(SHORT TASK A): In the news report, which years did the withdrawn history exam question cover?
(SHORT TASK B): Write out everything in the news report from "The Education Bureau" down to "leading and biased.".

(SELECTED EXTRACT):
— start —

The Education Bureau on Friday ordered the examination authority to pull a question on Japan’s occupation of China in the early 20th century, which had sparked a storm of controversy and prompted a sharp rebuke from Beijing.

Education minister Kevin Yeung told a press conference that the open-ended question in a recent history exam for senior secondary students – on whether Japan did more good than harm to China during the period between 1900 and 1945 – was one-sided, leading and biased.

He repeated an earlier statement from his bureau that students would have been led to give a biased answer which would have “seriously hurt the feelings and dignity of the Chinese people who suffered great pain during the Japanese invasion of China.”

The matter has not only aroused great public concern, Yeung said, but it has led to public questions over the fairness of the Examinations and Assessment Authority (HKEAA).

This prompt decision to completely invalidate the question instead of waiting for a regular review, the minister said, was partly taken to help rehabilitate the public image of the examinations body.

Yeung told reporters that officials from his bureau would head down to the HKEAA on Monday “to investigate the question setting, vetting, and approval mechanism under the Diploma of Secondary Education (DSE), and whether the mechanism has been strictly complied with during the preparation of the examination paper of the history examination.”

He said the authority will be asked to “make appropriate adjustments” after scrapping the controversial question, “to ensure the credibility and effectiveness of the history examination.”

Pressed at a news conference on why the government is adamant that the question is one-sided even though students are free to come up with their own answers, Yeung said the way the question was asked simply leaves no room for any discussion.

— end —

(EXTRACTED DATA):
— start —

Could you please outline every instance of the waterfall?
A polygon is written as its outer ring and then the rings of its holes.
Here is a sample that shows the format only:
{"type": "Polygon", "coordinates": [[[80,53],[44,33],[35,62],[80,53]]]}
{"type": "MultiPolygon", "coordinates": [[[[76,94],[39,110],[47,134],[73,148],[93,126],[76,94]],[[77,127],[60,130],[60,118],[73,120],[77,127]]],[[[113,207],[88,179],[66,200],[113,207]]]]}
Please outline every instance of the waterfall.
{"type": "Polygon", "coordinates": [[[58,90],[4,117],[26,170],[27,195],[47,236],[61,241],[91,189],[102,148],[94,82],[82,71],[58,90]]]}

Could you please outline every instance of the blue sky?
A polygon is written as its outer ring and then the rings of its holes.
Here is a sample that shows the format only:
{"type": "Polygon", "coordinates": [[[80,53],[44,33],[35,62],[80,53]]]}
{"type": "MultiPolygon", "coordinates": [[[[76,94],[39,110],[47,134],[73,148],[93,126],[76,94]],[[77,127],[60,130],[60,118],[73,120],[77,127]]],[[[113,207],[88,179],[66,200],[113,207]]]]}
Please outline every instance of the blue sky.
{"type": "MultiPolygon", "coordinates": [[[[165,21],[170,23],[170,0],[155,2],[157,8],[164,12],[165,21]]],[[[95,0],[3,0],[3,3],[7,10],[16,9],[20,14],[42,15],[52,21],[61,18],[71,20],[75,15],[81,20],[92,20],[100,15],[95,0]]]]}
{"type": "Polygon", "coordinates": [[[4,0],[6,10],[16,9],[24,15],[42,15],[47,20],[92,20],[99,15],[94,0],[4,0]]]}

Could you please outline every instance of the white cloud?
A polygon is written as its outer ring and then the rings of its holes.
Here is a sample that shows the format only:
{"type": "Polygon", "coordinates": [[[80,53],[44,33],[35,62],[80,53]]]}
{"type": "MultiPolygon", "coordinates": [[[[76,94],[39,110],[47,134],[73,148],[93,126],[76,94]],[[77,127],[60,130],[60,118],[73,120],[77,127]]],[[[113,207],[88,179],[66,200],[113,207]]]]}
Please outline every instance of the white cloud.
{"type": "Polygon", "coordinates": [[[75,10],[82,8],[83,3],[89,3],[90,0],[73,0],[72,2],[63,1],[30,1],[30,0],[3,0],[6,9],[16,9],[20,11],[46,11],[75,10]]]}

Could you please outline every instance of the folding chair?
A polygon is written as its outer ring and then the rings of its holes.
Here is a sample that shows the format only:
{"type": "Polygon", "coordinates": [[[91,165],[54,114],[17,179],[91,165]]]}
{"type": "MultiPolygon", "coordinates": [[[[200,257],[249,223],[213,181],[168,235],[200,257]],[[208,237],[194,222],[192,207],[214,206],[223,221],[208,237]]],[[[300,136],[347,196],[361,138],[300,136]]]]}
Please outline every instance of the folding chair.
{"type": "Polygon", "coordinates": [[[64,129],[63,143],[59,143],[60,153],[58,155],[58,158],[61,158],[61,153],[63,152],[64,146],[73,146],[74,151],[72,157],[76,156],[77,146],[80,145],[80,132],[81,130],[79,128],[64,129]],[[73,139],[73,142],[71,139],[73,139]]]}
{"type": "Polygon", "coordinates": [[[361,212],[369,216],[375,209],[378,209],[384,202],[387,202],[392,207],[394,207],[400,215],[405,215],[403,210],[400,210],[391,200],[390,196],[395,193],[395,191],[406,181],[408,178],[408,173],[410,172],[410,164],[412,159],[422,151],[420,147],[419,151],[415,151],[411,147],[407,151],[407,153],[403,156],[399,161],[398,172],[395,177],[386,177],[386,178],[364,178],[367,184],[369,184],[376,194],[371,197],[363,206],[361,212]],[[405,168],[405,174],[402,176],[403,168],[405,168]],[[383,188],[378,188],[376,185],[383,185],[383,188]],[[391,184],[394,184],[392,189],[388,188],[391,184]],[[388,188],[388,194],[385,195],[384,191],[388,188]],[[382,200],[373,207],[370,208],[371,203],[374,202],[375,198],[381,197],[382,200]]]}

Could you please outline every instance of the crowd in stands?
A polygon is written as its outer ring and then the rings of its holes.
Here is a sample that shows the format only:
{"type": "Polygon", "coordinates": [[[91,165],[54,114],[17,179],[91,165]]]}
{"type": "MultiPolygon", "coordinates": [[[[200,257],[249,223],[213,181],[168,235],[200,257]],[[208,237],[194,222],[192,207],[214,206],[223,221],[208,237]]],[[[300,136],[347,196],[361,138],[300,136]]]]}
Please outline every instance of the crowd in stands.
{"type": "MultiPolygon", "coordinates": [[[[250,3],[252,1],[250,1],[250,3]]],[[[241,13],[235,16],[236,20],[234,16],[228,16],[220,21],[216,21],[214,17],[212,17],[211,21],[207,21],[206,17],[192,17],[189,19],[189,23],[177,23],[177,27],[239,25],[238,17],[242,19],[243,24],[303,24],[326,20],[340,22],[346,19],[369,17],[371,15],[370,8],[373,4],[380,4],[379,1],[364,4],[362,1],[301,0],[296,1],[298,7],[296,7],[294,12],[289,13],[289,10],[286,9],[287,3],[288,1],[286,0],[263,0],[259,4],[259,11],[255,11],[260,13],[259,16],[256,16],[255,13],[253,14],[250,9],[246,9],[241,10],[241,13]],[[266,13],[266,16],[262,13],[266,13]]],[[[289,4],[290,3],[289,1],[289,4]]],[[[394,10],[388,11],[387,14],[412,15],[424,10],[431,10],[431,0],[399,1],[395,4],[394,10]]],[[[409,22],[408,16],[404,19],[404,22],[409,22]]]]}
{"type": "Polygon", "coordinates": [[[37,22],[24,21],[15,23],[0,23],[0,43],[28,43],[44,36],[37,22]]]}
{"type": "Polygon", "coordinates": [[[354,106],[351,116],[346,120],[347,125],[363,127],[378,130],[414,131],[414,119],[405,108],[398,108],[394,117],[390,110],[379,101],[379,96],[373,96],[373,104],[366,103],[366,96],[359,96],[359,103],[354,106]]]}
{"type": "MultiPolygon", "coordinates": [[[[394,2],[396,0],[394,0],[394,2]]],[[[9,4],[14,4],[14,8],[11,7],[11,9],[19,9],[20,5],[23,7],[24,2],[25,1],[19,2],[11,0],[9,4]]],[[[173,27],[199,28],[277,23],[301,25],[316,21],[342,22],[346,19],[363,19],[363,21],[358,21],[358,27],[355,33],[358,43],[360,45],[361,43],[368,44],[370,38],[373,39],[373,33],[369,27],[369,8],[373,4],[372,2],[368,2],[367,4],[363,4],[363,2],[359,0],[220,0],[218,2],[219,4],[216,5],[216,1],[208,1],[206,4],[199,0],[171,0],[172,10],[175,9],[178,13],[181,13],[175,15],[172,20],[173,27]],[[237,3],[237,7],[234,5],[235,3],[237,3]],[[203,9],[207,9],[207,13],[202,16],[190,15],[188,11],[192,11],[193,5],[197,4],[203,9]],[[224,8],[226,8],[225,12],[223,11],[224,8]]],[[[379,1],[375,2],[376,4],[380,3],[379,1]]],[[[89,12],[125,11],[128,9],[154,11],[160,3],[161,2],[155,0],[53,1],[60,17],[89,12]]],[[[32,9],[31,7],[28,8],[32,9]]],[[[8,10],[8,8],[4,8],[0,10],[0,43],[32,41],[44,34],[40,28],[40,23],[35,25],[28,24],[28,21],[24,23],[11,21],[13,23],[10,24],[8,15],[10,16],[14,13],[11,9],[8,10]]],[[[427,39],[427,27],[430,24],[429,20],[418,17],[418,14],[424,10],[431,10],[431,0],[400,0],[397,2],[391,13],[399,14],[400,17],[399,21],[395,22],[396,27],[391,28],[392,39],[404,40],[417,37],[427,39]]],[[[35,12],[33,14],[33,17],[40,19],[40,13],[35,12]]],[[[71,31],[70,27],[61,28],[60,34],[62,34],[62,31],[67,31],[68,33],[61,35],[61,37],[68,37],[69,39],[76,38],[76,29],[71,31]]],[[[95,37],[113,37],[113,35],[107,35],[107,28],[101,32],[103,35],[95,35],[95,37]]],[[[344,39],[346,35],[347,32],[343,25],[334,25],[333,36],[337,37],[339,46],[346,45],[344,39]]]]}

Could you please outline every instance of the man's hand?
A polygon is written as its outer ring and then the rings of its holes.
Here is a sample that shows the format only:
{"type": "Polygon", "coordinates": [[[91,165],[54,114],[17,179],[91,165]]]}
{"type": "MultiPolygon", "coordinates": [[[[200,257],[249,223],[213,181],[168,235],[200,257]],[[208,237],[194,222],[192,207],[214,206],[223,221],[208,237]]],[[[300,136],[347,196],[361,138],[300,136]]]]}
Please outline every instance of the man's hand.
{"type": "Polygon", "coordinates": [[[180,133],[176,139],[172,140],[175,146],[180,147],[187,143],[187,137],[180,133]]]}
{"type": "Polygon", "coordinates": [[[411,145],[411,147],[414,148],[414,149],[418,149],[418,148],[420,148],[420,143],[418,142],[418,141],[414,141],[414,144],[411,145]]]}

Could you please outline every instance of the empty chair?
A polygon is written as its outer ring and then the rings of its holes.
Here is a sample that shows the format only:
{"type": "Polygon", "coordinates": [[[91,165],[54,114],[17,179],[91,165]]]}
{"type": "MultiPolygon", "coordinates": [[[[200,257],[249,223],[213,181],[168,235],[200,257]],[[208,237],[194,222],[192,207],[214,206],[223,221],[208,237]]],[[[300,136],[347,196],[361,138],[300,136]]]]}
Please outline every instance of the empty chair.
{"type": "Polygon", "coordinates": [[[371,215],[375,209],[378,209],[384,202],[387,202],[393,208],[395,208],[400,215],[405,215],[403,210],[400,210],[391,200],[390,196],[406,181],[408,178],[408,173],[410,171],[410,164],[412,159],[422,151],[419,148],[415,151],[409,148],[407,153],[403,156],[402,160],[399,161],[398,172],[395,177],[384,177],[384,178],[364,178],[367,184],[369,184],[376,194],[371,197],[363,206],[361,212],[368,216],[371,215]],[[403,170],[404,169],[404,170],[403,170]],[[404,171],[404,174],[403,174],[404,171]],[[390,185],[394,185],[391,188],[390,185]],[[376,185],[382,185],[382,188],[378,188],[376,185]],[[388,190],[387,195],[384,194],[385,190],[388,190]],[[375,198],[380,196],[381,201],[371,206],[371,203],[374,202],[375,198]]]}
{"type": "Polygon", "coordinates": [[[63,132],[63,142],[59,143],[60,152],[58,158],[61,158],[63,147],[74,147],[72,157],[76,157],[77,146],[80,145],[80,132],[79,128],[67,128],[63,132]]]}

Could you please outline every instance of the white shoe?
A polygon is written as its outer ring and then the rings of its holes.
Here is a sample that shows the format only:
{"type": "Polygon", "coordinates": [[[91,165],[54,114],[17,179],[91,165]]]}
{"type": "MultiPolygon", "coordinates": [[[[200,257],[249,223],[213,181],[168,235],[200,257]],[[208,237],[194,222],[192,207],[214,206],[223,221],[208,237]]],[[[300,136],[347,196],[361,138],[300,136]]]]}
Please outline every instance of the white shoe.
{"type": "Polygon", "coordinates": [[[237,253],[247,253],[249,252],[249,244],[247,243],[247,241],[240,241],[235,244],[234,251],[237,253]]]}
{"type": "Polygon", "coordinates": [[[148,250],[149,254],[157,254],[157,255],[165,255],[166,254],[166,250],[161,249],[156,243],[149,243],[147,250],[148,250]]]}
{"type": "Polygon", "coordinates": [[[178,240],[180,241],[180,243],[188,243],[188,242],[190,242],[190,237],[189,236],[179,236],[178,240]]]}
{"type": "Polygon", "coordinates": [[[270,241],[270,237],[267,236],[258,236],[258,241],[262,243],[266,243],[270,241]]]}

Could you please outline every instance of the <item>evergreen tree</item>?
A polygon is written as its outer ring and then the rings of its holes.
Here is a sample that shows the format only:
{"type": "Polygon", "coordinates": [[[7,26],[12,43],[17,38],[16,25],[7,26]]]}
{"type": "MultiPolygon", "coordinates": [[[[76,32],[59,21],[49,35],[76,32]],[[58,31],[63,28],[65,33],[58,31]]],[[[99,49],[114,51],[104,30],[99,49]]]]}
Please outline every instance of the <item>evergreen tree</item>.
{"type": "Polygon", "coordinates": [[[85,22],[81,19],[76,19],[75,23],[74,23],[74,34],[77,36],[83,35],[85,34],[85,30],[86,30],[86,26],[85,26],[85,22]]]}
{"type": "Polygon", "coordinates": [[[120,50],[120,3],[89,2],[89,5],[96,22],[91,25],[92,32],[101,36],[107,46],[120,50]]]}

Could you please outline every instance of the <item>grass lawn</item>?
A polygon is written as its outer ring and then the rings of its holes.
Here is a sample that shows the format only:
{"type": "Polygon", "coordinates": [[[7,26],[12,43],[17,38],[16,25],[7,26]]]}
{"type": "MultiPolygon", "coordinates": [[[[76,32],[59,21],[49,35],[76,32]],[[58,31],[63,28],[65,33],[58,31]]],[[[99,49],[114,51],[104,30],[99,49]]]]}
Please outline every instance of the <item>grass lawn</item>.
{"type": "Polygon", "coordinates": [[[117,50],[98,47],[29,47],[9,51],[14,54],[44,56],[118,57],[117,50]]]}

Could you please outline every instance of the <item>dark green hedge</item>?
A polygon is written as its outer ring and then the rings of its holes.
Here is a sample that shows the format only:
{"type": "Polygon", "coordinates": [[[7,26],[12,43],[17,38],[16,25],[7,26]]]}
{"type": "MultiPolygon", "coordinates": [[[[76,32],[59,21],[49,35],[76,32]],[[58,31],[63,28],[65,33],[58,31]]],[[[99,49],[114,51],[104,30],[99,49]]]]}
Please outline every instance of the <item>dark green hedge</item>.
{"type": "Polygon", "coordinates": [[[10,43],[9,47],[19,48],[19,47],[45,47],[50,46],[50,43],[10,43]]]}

— end —

(EXERCISE ANSWER A): The years between 1900 and 1945.

(EXERCISE ANSWER B):
The Education Bureau on Friday ordered the examination authority to pull a question on Japan’s occupation of China in the early 20th century, which had sparked a storm of controversy and prompted a sharp rebuke from Beijing.

Education minister Kevin Yeung told a press conference that the open-ended question in a recent history exam for senior secondary students – on whether Japan did more good than harm to China during the period between 1900 and 1945 – was one-sided, leading and biased.